* Text extract:
# FPE Stab Lok panels



## nap (Dec 26, 2007)

FPE panels make a fair paper weight, pretty good door stop, and really good trash can filler.


----------



## HighWirey (Sep 17, 2007)

K&R said:


> Ok I am planning on bidding a commercial job which has a FPE Stab Lok panel. I have never liked the panel design. I have seen alot of the breakers get loose over time and start arcing. I am thinking of adding in a new 200A panel into the estimate and explaining why I did this. How do you feel about the Stab Lok equipment?


I don't think what you like about FPE has anything to do with the prospective customers bid award.

I know if you insist on 'adding it in', with or without your explanation, _will not_ win you the bid.

Try a seperate line item adder to bid with your, with your very diplomatic explaination about your concerns. Good luck . . .

Best Wishes Everyone in 2008


----------



## BryanMD (Dec 31, 2007)

HighWirey said:


> Try a seperate line item adder to bid with your, with your very diplomatic explaination about your concerns.


Or an $X deduct to include the new panel 

Tell him: "I gotta allow that much for the pricey new breakers and all the aggravation and call backs I know I'll be up against if we are forced to keep the FP in place."


----------



## brian john (Mar 11, 2007)

The FPE Stab Locs never had an issue as long as they were never energized.

There are several explanations of FPE.

*F*ix* P*rior to *E*nergizing.


----------



## electricalperson (Jan 11, 2008)

fire prooved electrically


----------



## bobelectric (Feb 24, 2007)

* What you will do: Summarize the thread on FPE Stab Lok panels in three sentences.

* Extracted records:
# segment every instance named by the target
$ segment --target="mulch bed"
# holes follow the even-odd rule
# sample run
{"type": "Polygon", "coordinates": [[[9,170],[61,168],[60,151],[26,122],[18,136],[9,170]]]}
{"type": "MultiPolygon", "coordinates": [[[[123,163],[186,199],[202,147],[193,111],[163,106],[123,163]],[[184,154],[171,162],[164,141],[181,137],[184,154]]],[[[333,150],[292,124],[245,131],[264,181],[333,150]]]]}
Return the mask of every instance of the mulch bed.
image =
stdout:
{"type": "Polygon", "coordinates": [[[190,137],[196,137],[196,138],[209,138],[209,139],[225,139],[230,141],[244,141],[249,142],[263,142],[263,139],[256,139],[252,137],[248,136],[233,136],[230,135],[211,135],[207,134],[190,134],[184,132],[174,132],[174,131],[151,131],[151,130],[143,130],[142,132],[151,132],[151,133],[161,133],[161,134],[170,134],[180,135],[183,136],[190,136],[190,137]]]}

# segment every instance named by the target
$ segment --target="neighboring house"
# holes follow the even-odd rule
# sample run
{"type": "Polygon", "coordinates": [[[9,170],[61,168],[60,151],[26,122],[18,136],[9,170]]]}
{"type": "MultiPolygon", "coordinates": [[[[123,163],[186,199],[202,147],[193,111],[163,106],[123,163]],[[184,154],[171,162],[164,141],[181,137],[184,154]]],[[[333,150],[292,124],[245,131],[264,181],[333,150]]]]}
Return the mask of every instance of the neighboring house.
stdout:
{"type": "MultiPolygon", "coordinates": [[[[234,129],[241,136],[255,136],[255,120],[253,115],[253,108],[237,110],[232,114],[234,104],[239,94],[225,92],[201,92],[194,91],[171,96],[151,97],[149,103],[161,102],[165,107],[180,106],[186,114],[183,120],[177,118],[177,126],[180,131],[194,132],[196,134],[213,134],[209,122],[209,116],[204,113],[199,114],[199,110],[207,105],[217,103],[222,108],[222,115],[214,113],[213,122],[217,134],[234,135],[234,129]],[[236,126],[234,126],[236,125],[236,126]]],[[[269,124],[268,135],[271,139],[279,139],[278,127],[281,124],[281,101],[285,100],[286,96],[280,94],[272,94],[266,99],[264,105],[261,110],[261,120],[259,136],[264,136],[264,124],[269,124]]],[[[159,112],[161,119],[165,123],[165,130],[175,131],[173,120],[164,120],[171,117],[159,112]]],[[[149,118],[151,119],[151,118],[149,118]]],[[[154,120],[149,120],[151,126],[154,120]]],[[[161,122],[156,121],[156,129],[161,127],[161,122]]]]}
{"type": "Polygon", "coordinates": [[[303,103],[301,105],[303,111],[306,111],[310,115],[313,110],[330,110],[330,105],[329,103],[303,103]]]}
==
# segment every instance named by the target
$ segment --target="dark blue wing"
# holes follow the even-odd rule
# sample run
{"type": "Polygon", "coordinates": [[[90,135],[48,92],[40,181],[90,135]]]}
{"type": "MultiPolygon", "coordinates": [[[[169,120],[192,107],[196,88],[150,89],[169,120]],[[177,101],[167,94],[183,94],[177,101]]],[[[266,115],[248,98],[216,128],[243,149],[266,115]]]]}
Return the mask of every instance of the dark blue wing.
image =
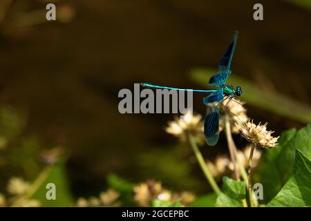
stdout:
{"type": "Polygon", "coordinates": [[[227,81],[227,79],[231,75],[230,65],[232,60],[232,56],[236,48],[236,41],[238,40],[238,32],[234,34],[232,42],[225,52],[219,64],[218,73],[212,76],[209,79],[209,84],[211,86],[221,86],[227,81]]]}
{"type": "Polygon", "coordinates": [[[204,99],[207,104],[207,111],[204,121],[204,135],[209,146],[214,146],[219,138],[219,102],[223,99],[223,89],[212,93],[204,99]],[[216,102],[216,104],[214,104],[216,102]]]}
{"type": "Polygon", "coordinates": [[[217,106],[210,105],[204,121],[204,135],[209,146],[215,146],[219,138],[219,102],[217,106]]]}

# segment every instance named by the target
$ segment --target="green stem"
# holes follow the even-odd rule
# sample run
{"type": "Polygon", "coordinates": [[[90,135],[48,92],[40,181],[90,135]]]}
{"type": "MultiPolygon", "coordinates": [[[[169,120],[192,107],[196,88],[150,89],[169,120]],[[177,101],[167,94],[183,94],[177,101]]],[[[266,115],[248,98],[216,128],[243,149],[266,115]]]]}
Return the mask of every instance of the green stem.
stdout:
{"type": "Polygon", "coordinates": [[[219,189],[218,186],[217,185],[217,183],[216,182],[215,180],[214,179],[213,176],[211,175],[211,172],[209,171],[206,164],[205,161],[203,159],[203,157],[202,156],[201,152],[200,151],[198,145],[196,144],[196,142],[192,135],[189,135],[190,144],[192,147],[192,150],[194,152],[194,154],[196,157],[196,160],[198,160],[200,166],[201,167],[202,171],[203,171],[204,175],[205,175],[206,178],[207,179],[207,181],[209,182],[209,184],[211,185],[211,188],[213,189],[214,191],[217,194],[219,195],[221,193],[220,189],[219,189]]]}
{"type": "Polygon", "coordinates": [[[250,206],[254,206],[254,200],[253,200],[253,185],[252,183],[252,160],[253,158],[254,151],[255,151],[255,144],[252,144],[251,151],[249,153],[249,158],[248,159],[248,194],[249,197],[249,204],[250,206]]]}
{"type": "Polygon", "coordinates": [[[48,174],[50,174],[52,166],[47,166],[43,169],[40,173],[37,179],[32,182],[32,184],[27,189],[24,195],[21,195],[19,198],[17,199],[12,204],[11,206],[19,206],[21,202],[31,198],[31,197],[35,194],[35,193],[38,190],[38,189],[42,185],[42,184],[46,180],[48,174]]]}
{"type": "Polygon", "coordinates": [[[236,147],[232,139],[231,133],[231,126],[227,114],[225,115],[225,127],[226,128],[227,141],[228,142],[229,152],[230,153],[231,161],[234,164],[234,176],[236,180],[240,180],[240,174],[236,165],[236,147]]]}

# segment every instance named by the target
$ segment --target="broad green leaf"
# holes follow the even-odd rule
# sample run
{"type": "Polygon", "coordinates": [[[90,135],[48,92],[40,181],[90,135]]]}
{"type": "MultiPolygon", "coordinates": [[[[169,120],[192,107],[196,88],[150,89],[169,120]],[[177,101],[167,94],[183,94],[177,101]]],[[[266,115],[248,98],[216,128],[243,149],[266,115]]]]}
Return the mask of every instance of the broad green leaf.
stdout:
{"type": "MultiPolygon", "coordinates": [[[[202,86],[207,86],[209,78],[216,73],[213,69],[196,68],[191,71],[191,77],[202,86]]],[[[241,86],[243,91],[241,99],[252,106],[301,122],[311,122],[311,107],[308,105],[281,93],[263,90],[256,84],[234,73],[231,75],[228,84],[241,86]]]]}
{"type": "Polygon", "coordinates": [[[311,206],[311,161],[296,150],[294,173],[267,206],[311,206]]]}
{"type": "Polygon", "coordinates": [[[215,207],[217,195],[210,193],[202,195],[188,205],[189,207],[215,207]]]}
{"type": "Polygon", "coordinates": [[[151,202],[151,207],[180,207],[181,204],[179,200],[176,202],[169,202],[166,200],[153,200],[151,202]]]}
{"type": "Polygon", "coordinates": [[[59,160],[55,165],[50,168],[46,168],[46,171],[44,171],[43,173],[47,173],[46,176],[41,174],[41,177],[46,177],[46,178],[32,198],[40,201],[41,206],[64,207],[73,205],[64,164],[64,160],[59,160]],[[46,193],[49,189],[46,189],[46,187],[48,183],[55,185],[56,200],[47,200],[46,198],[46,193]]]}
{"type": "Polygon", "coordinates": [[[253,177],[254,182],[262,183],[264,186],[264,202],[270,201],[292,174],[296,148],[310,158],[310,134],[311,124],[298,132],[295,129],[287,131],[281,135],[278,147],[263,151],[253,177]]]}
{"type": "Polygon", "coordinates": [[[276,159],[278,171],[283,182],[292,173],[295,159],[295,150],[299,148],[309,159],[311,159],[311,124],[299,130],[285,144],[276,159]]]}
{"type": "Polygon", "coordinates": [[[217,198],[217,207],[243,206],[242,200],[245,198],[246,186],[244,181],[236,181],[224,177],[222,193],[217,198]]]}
---
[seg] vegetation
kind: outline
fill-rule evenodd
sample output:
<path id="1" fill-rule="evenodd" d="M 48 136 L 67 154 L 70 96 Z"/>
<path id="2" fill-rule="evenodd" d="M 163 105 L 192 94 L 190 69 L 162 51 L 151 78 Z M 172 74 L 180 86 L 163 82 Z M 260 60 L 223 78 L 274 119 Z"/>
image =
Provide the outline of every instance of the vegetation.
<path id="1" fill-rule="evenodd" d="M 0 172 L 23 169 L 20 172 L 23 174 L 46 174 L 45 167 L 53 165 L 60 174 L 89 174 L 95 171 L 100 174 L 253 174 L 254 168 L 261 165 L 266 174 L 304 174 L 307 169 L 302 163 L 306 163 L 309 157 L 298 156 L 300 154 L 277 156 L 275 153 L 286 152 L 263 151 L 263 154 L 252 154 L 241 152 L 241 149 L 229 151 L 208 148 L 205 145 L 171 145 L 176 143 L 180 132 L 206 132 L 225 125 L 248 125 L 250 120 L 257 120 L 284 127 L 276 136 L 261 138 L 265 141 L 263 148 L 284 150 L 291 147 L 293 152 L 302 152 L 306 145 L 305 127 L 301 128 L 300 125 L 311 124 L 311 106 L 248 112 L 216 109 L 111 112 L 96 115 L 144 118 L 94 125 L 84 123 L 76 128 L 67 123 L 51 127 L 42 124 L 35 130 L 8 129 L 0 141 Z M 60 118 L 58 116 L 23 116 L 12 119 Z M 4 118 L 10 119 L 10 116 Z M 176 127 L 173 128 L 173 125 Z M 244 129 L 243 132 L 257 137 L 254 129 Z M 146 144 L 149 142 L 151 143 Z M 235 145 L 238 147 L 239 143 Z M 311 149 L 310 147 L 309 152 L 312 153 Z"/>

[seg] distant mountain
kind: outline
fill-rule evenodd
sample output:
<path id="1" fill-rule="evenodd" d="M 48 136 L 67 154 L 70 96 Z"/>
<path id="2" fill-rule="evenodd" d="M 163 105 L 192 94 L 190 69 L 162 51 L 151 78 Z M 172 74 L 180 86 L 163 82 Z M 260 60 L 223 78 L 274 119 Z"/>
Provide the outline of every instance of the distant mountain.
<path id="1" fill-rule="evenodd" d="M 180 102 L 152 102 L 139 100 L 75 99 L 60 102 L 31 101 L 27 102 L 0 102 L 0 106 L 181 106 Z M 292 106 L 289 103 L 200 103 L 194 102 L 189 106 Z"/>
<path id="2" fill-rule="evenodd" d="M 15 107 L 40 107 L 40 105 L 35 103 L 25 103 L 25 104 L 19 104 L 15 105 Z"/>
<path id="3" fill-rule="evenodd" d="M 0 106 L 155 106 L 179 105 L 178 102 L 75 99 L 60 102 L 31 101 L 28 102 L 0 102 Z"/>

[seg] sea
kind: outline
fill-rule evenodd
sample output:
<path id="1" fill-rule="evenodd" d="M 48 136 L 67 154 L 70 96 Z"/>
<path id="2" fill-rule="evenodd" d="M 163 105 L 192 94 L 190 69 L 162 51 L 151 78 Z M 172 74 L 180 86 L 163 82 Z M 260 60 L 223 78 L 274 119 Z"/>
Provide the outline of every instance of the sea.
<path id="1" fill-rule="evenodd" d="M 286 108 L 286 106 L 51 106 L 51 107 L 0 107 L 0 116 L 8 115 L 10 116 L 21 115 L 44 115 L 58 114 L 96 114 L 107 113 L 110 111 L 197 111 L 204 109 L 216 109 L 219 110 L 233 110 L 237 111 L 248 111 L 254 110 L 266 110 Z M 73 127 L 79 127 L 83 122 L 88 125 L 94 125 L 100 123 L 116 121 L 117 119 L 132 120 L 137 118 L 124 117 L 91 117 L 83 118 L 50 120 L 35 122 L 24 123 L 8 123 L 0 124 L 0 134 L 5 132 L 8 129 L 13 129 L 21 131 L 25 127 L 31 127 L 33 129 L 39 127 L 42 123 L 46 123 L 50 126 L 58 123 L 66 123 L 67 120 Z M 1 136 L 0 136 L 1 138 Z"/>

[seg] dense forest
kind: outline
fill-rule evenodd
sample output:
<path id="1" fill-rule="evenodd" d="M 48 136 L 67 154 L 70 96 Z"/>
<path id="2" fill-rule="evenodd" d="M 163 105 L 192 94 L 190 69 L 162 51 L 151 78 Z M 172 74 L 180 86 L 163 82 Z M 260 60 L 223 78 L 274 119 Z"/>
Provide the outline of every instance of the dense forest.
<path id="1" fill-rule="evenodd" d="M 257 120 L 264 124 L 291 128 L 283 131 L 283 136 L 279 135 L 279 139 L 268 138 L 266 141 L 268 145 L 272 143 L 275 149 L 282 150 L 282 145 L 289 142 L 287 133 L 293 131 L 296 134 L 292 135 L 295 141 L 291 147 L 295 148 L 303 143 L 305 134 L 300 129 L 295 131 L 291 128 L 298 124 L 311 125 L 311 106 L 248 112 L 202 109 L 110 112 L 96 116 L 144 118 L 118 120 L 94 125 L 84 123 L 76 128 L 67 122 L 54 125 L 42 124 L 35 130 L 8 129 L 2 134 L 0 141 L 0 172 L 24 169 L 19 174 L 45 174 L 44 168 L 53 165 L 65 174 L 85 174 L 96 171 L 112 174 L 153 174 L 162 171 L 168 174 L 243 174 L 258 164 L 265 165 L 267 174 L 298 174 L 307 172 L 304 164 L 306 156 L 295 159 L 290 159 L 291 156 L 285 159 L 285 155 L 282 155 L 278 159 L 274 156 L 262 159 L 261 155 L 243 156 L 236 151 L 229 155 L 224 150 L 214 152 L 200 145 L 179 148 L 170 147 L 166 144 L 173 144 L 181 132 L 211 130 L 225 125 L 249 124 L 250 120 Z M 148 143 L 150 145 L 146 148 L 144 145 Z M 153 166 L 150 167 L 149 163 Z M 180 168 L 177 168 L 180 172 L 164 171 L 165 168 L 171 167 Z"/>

* Exercise response: K&R, who plans to bid a commercial job with an FPE Stab Lok panel and has seen many of its breakers loosen and start arcing over time, considers adding a new 200A panel to the estimate. HighWirey replies that adding it in will not win the bid and suggests a separate line-item adder with a diplomatic explanation, while BryanMD proposes a deduct to include the new panel instead. Other posters joke that FPE panels are good only as paper weights, door stops, and trash can filler, and that FPE stands for "Fix Prior to Energizing."